**TEXT:**

Receiving advice from Vice President Joe Biden and meeting White House senior administration officials are some of the perks of Kaleema Ishmel’s first full-time job.
Ishmel, 19, is a 2013 Valley High School graduate who was chosen for a White House summer internship. The teen who aspires to be a diplomat now works in first lady Michelle Obama’s correspondence department.
She said the internship includes a speaker series that allowed her to meet President Barack Obama’s senior adviser and assistant for intergovernmental affairs and public engagement.
“Valerie Jarrett is by far one of the most amazing women I have ever met,” Ishmel said last week.
Ishmel is a business student who recently completed her freshman year at Howard University in Washington, D.C. Her high school experience was broad: a magnet-program student, a tennis player and track athlete, a volunteer who completed more than 250 hours of service and debate team president.
But Ishmel’s trek has just started, with the White House internship being an important first step in exploring the prospect of a career with the State Department.
Tillie Torres, a Valley English teacher and Ishmel’s debate coach, said they used to joke about Ishmel’s potential. Her student, she predicted, would someday “rule the world.”
“I still believe that (there’s) a potential for that to happen,” Torres said earlier this month.
Torres noted that Ishmel, even as a high school student, showed interest in “representing the underrepresented.” She added that Ishmel has a wide range of interests, including politics, law and education.

**ASSIGNMENT 1:** Which department does Ishmel work in during her White House internship, according to the article?
**ASSIGNMENT 2:** Using the article, explain why the White House internship matters for Ishmel's future plans.
Rely only on the article for your answers.

**INFORMATION SHOWN:**
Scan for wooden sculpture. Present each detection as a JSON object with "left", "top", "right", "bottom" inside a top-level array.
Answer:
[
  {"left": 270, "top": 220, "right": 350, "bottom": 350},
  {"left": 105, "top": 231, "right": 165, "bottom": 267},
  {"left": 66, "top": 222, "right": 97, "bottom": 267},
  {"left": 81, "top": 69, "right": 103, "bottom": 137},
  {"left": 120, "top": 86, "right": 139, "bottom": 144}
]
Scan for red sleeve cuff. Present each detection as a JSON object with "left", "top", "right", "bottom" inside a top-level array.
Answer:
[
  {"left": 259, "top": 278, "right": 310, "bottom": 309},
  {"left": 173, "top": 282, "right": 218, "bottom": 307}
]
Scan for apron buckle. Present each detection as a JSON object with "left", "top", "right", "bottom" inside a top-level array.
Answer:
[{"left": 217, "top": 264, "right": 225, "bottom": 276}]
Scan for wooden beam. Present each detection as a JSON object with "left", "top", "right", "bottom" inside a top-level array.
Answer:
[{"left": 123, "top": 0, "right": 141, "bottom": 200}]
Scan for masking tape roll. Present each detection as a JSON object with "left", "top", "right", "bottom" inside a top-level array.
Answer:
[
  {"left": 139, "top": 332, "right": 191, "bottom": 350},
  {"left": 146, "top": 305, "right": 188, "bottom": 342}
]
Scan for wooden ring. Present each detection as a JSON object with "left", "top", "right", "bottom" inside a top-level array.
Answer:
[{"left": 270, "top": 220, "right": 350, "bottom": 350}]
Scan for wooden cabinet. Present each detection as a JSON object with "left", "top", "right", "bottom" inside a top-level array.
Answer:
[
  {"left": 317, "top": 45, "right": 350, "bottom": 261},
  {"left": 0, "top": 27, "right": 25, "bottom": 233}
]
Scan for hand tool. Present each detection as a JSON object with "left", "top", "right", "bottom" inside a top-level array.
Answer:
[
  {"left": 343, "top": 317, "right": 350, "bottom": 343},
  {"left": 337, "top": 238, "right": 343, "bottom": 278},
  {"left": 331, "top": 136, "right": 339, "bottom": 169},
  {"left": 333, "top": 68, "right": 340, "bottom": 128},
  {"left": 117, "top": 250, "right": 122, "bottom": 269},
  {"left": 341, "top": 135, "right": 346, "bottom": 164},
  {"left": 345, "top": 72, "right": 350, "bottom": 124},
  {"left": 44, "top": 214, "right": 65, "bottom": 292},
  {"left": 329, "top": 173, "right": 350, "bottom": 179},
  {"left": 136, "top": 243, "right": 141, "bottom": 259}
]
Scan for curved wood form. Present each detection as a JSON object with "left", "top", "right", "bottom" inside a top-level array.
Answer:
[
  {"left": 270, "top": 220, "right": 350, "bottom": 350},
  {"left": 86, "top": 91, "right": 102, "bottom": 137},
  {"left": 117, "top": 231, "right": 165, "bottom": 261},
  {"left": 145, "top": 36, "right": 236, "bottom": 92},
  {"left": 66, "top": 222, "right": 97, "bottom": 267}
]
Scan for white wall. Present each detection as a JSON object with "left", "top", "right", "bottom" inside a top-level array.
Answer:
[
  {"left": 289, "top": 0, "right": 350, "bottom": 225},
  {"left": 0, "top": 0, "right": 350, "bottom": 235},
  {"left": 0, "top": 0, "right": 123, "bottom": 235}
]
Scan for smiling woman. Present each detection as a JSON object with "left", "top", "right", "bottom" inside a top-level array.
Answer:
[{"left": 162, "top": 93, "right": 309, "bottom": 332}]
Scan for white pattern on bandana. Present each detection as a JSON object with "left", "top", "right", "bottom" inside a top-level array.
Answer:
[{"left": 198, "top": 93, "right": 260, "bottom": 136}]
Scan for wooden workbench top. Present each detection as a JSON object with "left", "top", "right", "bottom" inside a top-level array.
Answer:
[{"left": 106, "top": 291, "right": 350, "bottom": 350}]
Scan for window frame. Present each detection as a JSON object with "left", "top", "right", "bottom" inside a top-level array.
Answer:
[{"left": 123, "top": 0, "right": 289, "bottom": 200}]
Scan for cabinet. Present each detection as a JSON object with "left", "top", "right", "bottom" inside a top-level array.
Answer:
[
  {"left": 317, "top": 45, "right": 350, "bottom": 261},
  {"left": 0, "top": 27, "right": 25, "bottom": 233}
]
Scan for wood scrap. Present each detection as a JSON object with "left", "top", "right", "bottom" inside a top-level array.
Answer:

**OUTPUT 1:** First lady Michelle Obama's correspondence department.

**OUTPUT 2:** Ishmel wants to become a diplomat, and the internship is an important first step in exploring a career with the State Department.